Strawberry Girl Makeup: The Complete Guide to the Sweetest Beauty Trend

Strawberry Girl Makeup: The Complete Guide to the Sweetest Beauty Trend

I’ll never forget the first time I saw the strawberry girl makeup look on my For You page. It was August 2023, Hailey Bieber had just posted that TikTok — the one that got 2.2 million likes and made everyone sprint to Sephora — and my immediate reaction was: that’s it? Pink blush and lip gloss? Girl, I’ve been doing that since sophomore year at UT Austin.

But then I actually tried to recreate it. And y’all… it was not the same.

Turns out there’s a real technique behind that effortless, just-bit-into-a-strawberry flush. And nearly three years later, this strawberry makeup trend isn’t just alive — it’s become a straight-up beauty staple. My TikTok is still flooded with new tutorials every single week.

So here’s everything I’ve picked up about nailing this look — the strawberry girl makeup products that actually work (including a full strawberry makeup drugstore lineup for my Target girlies), how to adapt it for every skin tone, and the mistakes I made so you don’t have to.

What Is Strawberry Girl Makeup?

@haileybieber

Okay, so the strawberry girl aesthetic is basically this: dewy, barely-there skin with a heavy emphasis on blush. Like, a lot of blush. Think flushed pink cheeks that spread up toward your temples, a wash of color on the nose bridge, glossy berry-stained lips, and those cute little faux freckles mimicking strawberry seeds. The whole vibe is “I just ran through a field in the south of France and my cheeks are naturally this adorable.”

* What is needed *
According to the strawberry girl makeup guide, how many likes did the TikTok posted by Hailey Bieber in August 2023 receive?

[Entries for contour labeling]
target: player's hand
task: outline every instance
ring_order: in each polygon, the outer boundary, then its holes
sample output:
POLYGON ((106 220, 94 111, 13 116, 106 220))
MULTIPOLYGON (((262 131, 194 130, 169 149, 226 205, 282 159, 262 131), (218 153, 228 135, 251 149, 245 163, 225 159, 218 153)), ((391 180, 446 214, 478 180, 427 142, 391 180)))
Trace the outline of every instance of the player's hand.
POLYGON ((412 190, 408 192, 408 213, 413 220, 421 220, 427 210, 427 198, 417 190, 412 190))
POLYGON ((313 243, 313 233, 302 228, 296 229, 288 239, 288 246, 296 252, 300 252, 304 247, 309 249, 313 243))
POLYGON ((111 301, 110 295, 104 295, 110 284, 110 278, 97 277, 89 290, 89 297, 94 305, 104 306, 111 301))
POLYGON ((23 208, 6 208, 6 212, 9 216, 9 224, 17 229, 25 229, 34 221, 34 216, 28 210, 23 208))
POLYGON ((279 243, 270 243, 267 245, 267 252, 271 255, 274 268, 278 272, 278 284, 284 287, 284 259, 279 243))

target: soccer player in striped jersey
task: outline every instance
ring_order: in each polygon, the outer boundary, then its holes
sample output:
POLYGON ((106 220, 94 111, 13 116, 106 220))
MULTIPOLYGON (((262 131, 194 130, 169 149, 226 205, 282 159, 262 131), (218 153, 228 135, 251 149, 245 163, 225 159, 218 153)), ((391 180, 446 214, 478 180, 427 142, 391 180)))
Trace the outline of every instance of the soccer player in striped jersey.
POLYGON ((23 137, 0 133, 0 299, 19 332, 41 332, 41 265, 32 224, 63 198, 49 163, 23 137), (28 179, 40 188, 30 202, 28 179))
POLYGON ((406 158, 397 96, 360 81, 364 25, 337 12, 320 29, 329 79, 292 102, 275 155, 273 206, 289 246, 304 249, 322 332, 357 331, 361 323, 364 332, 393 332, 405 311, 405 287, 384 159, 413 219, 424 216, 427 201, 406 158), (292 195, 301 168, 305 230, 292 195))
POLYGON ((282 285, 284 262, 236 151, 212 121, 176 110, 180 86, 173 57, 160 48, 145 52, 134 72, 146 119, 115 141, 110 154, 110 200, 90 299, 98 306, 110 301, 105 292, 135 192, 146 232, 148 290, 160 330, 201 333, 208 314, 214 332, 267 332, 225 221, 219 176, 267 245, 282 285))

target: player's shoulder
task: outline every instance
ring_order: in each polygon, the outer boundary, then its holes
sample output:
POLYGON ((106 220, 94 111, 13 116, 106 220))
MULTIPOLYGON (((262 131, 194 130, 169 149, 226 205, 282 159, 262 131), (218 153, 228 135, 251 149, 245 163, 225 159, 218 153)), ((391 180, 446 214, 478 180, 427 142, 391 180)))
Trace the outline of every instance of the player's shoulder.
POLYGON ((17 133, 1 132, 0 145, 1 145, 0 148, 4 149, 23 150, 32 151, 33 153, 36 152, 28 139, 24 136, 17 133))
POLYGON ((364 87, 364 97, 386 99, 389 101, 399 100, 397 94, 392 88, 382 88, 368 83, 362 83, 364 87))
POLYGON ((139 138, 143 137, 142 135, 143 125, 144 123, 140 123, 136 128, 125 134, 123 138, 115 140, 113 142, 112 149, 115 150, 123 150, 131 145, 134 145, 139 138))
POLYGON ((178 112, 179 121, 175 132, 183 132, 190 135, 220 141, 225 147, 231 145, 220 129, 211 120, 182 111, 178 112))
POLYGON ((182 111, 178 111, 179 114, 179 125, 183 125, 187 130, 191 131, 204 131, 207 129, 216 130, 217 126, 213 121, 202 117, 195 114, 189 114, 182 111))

* Task answer *
2.2 million likes